Begin

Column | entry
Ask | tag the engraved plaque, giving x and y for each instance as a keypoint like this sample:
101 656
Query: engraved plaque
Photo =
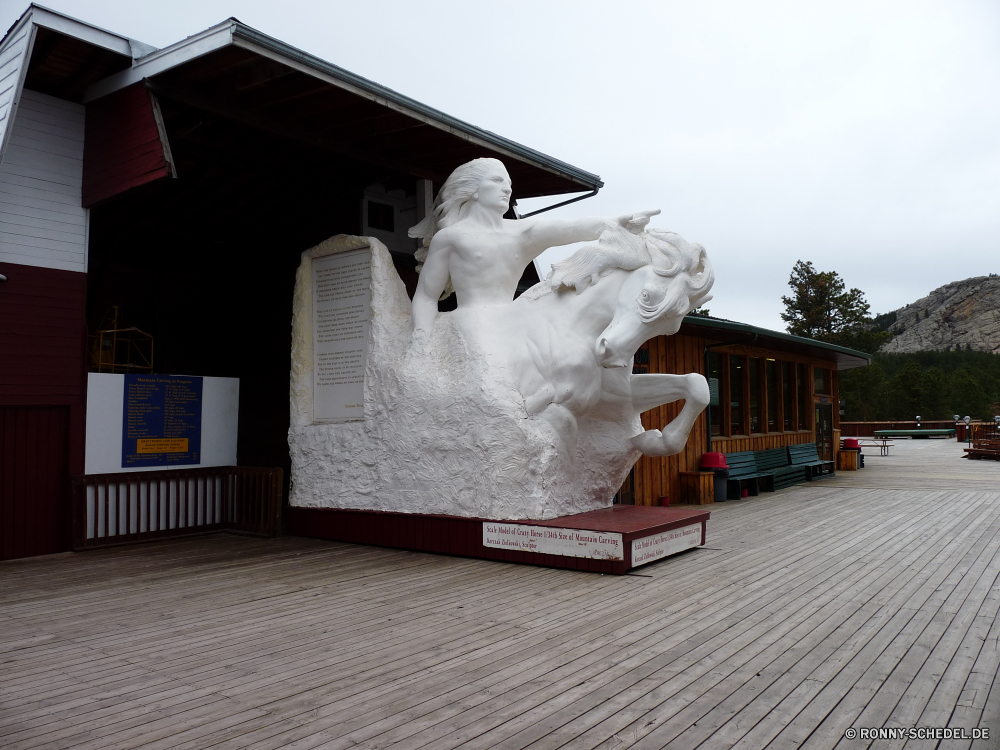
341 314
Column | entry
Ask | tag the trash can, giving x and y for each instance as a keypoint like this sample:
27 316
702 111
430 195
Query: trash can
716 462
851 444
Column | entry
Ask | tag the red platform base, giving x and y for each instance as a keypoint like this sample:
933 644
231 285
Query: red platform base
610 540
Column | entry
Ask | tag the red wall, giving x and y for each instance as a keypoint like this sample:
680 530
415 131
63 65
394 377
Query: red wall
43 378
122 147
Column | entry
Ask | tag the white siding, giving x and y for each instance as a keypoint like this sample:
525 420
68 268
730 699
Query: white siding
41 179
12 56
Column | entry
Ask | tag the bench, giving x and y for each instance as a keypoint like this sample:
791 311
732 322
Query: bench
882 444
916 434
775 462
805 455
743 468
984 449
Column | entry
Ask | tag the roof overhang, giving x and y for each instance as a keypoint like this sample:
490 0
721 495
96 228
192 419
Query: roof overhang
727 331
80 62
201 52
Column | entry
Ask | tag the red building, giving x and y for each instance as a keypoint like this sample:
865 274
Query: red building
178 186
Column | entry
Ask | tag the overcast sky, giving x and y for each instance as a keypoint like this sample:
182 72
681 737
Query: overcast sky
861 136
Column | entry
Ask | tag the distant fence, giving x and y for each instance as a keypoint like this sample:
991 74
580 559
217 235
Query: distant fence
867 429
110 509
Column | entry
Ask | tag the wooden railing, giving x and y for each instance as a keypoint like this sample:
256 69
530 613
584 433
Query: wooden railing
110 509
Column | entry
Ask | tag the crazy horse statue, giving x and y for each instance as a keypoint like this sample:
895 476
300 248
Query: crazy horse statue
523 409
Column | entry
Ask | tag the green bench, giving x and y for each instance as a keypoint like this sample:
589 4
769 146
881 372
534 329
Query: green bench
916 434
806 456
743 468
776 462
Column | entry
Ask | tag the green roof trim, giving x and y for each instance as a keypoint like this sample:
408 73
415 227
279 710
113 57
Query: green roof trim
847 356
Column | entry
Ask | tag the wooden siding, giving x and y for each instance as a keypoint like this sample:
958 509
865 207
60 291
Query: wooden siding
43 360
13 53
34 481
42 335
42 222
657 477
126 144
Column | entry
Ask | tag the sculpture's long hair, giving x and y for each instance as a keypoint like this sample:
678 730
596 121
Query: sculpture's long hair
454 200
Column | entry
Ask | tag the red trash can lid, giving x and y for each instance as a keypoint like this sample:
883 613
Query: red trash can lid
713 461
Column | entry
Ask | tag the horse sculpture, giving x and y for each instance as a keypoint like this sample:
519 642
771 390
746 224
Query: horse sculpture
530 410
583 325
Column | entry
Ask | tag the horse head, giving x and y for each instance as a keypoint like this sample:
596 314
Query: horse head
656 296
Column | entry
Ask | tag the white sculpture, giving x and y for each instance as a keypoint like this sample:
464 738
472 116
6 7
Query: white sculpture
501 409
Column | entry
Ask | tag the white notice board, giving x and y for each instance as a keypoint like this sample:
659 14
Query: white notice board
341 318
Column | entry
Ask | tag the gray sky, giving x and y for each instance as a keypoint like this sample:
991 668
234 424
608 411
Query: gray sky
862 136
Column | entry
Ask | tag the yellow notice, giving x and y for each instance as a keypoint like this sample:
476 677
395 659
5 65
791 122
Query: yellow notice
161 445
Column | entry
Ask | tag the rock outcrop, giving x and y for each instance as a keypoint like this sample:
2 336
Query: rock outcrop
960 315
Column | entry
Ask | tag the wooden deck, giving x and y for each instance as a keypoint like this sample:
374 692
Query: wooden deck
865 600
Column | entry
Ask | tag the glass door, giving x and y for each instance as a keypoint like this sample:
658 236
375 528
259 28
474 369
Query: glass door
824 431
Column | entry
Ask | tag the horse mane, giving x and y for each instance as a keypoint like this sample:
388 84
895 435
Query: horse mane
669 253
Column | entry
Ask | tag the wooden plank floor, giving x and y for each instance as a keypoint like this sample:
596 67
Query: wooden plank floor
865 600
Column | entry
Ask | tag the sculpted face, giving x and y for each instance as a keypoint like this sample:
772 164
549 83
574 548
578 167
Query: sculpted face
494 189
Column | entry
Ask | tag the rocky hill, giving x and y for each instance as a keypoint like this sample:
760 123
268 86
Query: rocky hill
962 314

End
Begin

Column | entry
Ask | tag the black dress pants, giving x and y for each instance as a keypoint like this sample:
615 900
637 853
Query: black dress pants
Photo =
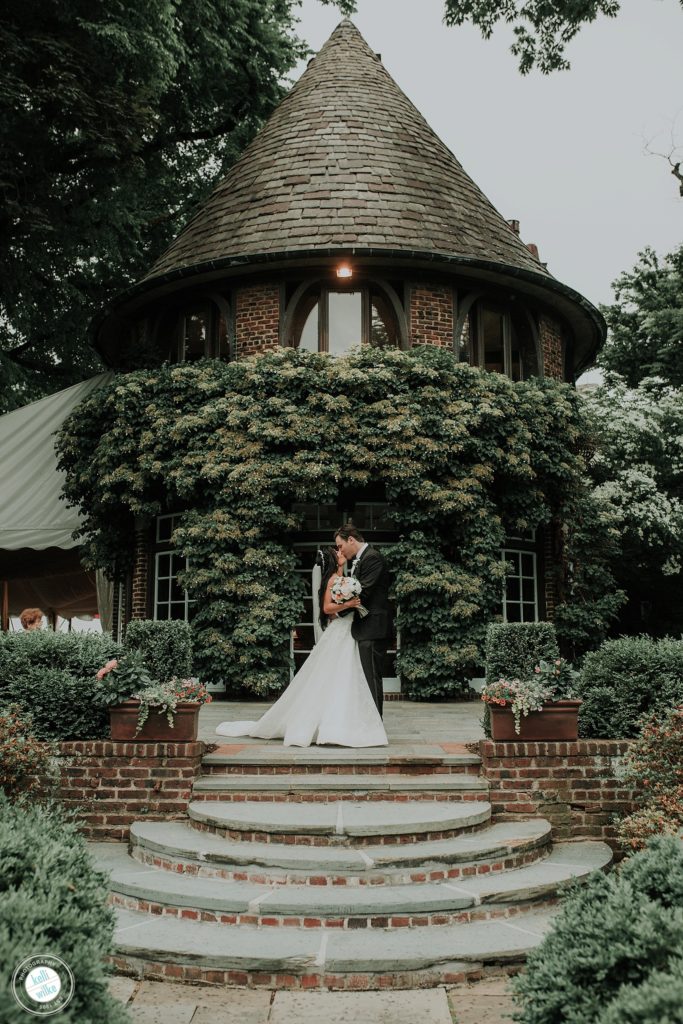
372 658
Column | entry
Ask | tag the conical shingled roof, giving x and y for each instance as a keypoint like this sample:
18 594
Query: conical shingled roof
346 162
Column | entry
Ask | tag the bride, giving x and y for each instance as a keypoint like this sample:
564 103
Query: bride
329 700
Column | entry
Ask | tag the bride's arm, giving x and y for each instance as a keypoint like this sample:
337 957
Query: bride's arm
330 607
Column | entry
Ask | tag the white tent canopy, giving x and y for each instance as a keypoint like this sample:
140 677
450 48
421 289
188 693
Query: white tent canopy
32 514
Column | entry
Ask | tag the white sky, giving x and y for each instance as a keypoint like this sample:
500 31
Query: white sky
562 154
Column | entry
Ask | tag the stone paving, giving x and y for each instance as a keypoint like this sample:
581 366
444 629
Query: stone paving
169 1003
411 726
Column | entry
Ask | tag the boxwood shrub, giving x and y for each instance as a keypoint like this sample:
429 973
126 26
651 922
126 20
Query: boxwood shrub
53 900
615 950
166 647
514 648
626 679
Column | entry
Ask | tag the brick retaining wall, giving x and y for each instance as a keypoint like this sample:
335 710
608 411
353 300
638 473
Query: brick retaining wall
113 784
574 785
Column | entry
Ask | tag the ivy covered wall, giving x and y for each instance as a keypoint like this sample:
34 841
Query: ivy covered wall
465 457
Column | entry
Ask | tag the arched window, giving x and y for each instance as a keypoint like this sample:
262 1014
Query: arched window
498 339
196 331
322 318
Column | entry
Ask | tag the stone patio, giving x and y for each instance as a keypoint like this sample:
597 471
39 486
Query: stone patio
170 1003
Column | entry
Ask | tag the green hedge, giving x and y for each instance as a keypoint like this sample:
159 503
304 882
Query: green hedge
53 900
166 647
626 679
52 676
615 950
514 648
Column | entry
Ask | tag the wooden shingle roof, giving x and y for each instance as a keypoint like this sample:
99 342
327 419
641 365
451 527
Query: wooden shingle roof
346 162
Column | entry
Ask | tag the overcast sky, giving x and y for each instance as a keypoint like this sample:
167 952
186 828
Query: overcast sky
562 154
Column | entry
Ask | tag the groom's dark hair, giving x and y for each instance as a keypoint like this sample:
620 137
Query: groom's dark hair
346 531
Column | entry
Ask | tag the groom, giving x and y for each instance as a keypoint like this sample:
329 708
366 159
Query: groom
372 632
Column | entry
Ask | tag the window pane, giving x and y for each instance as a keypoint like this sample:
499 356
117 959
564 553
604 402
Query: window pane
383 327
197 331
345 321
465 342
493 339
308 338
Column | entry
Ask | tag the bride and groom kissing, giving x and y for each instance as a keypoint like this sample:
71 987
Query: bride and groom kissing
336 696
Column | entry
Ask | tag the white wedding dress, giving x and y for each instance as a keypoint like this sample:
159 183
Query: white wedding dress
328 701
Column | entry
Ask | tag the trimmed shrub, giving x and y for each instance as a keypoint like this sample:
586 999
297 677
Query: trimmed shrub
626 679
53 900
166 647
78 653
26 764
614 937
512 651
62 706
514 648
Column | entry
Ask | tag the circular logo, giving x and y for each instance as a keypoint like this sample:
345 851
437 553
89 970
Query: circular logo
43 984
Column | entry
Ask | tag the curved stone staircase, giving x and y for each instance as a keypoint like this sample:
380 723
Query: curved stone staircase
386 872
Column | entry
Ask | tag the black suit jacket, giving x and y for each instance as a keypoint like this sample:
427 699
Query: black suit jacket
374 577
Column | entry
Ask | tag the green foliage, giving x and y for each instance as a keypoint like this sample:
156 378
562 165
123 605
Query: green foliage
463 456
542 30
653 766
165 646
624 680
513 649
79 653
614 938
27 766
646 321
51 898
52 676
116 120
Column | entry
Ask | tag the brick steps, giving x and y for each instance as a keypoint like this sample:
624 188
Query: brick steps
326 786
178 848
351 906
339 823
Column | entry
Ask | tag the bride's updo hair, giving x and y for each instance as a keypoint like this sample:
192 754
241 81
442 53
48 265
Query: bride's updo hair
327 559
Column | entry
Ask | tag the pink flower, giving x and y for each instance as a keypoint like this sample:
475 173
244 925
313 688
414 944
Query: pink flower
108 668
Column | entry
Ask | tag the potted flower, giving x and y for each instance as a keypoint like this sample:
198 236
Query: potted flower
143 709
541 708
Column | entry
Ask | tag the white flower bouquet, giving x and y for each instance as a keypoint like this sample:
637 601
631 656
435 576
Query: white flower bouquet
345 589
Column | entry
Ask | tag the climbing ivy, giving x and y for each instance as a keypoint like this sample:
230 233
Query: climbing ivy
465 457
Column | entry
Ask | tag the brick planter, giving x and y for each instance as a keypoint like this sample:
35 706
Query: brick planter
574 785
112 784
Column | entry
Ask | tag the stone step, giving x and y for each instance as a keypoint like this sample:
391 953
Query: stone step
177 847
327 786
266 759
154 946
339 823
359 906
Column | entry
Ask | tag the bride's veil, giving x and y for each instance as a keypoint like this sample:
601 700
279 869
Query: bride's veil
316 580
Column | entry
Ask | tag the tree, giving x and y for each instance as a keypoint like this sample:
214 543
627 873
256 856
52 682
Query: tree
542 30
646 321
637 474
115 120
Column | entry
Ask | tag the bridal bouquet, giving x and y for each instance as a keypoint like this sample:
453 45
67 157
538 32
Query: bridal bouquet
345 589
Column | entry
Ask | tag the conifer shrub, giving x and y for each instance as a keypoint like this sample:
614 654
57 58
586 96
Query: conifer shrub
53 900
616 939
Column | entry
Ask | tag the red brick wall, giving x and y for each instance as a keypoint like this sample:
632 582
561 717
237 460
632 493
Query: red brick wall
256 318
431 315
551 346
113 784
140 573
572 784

End

#### YOUR OBJECTIVE:
Count the lines above that contain the word "horse" and give only that number.

#### RESULT OF THE EXERCISE:
8